_TÂCHE À RÉALISER_. Repérez les lignes ci-dessous qui contiennent le mot « shrub », puis recopiez chacune d'elles.

_DONNÉES PRÉSENTÉES_.

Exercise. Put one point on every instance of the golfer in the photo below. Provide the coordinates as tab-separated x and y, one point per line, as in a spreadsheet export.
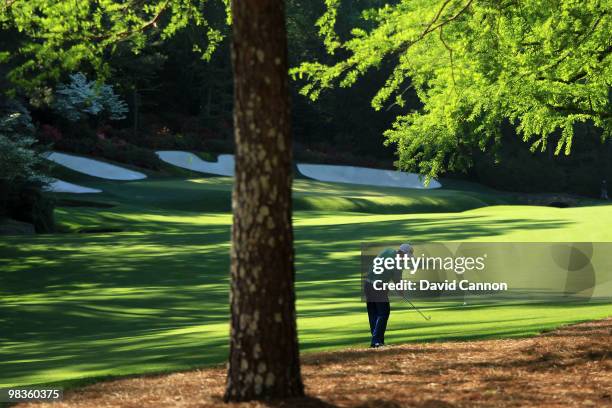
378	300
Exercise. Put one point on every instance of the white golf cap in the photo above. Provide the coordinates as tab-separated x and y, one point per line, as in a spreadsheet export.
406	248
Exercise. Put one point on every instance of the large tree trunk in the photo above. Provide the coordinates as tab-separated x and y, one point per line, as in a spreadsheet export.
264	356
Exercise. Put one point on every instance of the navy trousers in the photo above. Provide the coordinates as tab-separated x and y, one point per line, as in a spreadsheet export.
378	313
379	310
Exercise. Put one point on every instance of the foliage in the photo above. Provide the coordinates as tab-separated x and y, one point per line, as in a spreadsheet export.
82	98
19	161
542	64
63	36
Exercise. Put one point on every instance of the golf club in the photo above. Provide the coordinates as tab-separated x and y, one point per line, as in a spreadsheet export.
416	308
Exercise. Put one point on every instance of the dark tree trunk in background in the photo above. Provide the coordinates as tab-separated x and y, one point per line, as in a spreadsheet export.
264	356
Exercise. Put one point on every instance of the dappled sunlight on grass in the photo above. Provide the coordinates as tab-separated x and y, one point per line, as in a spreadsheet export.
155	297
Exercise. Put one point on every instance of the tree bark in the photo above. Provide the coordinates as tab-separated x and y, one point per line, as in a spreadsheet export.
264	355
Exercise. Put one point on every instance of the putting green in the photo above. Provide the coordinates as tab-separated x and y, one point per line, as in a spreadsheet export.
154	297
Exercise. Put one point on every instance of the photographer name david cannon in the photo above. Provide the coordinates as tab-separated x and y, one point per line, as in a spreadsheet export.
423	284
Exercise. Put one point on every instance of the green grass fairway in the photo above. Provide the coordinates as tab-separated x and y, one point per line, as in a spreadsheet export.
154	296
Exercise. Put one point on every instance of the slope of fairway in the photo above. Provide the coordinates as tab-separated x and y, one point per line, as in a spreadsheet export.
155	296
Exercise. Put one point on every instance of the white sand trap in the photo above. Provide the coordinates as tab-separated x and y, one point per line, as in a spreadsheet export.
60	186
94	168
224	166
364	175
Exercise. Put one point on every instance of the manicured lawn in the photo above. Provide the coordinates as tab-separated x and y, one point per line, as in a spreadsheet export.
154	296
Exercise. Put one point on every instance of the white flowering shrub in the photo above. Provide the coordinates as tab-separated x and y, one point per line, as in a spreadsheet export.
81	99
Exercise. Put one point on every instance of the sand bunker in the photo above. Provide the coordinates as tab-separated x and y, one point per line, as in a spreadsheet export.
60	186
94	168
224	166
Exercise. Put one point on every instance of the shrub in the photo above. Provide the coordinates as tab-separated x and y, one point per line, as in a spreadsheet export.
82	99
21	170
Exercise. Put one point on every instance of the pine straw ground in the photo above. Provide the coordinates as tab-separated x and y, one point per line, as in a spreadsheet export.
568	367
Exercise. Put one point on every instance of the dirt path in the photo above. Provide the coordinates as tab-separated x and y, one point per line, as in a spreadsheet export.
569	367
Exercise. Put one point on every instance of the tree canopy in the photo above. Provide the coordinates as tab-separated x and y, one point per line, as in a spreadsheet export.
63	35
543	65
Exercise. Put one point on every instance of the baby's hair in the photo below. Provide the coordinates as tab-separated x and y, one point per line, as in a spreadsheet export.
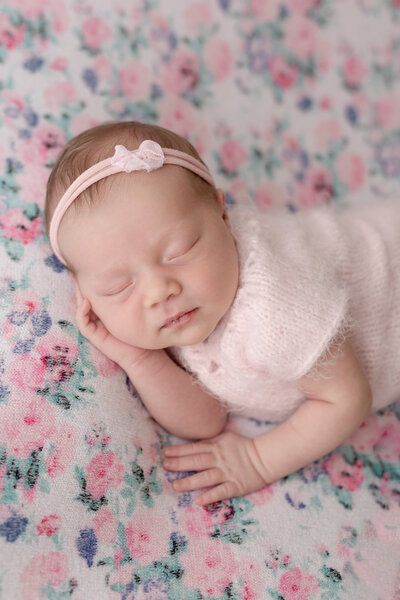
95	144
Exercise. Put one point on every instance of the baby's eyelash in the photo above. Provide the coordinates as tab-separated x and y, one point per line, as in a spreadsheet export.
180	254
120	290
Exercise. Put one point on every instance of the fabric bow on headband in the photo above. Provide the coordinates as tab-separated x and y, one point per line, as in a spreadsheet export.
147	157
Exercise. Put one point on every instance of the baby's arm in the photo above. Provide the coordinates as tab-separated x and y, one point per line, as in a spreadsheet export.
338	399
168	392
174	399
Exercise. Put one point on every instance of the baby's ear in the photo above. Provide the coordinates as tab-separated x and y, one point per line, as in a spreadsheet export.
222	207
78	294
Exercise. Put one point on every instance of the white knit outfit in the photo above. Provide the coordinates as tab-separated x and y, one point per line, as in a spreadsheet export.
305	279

---

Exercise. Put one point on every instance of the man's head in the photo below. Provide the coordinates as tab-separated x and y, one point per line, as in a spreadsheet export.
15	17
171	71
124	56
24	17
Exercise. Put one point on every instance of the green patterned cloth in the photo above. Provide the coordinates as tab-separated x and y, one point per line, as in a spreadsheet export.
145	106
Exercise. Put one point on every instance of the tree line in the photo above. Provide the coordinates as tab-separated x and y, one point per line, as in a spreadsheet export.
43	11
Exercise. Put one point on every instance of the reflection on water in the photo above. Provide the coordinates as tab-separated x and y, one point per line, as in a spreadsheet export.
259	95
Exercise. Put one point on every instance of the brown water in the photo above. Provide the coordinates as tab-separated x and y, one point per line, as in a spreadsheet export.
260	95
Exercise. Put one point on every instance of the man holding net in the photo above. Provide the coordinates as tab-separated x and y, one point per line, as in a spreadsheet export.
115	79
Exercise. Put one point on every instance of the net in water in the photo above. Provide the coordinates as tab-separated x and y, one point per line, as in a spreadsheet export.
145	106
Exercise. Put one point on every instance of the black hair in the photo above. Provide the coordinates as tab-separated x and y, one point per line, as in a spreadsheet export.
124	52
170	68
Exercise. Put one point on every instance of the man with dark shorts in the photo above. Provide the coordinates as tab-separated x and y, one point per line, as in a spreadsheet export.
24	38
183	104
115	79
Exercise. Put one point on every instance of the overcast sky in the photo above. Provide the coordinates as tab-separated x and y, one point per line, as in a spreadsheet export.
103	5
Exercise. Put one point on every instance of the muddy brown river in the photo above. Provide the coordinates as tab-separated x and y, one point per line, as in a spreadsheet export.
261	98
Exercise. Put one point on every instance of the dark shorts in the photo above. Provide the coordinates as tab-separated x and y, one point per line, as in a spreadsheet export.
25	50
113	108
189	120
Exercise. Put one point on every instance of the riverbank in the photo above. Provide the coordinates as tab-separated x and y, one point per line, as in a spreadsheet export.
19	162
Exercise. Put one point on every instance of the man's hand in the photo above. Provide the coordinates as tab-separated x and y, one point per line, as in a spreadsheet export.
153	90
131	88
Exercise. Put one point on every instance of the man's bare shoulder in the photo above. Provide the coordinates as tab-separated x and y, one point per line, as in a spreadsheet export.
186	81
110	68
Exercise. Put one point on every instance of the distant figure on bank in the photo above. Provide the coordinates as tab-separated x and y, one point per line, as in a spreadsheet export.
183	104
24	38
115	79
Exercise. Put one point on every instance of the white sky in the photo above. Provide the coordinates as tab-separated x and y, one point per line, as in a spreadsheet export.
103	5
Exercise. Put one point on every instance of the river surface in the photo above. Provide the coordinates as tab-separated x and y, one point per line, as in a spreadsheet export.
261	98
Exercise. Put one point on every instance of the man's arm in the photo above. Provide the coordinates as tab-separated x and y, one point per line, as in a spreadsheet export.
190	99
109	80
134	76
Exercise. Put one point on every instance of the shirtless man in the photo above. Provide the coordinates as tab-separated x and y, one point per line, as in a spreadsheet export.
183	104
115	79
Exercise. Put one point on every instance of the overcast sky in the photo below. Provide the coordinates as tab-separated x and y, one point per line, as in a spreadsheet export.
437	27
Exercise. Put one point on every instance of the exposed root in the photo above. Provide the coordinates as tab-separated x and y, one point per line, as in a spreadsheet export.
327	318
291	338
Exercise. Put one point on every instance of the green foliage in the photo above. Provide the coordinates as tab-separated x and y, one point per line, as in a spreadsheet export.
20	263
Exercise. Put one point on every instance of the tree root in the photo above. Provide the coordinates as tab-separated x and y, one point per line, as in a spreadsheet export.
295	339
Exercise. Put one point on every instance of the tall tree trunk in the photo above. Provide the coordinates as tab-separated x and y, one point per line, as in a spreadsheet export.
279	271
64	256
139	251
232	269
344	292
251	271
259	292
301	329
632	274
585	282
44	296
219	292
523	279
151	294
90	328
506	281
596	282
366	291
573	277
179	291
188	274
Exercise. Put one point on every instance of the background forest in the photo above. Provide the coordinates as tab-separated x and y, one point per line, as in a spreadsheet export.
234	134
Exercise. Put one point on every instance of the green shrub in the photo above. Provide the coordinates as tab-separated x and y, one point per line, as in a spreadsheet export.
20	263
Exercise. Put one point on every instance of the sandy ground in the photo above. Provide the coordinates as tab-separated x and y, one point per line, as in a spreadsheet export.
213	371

--

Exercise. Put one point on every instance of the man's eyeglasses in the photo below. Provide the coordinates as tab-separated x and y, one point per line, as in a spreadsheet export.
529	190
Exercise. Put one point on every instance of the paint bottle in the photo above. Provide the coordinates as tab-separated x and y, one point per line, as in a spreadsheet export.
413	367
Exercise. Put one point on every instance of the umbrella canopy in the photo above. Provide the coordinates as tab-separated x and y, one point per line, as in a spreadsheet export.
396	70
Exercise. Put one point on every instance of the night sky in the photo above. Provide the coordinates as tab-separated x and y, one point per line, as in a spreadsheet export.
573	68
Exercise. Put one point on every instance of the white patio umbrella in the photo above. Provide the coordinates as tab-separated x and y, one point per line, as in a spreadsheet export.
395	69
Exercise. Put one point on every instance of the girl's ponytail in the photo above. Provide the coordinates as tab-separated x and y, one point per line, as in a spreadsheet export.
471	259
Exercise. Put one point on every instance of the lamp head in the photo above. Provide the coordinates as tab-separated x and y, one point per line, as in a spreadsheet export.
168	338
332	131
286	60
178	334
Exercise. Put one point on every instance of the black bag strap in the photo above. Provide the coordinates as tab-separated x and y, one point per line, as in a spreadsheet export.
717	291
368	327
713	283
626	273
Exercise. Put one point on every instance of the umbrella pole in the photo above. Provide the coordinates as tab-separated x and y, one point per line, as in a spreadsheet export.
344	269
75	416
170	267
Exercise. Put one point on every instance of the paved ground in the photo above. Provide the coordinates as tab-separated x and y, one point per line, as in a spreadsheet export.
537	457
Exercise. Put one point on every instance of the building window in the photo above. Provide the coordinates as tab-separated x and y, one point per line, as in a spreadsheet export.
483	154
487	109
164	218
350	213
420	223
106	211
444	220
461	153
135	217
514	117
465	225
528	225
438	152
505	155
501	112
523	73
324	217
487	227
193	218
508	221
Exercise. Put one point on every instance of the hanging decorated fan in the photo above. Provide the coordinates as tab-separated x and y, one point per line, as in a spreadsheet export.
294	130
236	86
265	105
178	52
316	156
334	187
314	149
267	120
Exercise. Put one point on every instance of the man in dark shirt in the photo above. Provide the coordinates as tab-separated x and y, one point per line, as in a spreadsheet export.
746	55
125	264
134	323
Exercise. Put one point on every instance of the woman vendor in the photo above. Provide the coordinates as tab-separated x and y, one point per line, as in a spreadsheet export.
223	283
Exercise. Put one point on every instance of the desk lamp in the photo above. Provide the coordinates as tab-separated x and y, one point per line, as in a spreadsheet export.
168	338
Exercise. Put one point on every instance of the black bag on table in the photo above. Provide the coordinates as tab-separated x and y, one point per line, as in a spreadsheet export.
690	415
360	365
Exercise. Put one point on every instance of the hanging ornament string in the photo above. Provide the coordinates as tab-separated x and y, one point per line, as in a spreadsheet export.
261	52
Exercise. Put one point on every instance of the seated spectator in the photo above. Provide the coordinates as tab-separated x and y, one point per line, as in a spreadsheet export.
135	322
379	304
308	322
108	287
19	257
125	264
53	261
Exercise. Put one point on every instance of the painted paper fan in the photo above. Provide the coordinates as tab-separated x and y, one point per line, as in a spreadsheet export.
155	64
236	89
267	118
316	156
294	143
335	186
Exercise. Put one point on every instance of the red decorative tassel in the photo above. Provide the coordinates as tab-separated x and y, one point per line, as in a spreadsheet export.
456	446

_RÉSULTAT ATTENDU_.
Exercise. Put one point on every instance of the white flowering shrub in the photo above. Provide the coordinates as tab-separated x and y, one point per line, as in a spreadsheet export.
Exercise. Put one point on every instance of the shrub in the photo above. Provide the coordinates as tab-separated x and y, one point per line, as in a spreadsheet export.
Exercise. Put one point on every instance of the green shrub in the photo above. Provide the coordinates as tab-separated x and y, one point per line, as in a spreadsheet export.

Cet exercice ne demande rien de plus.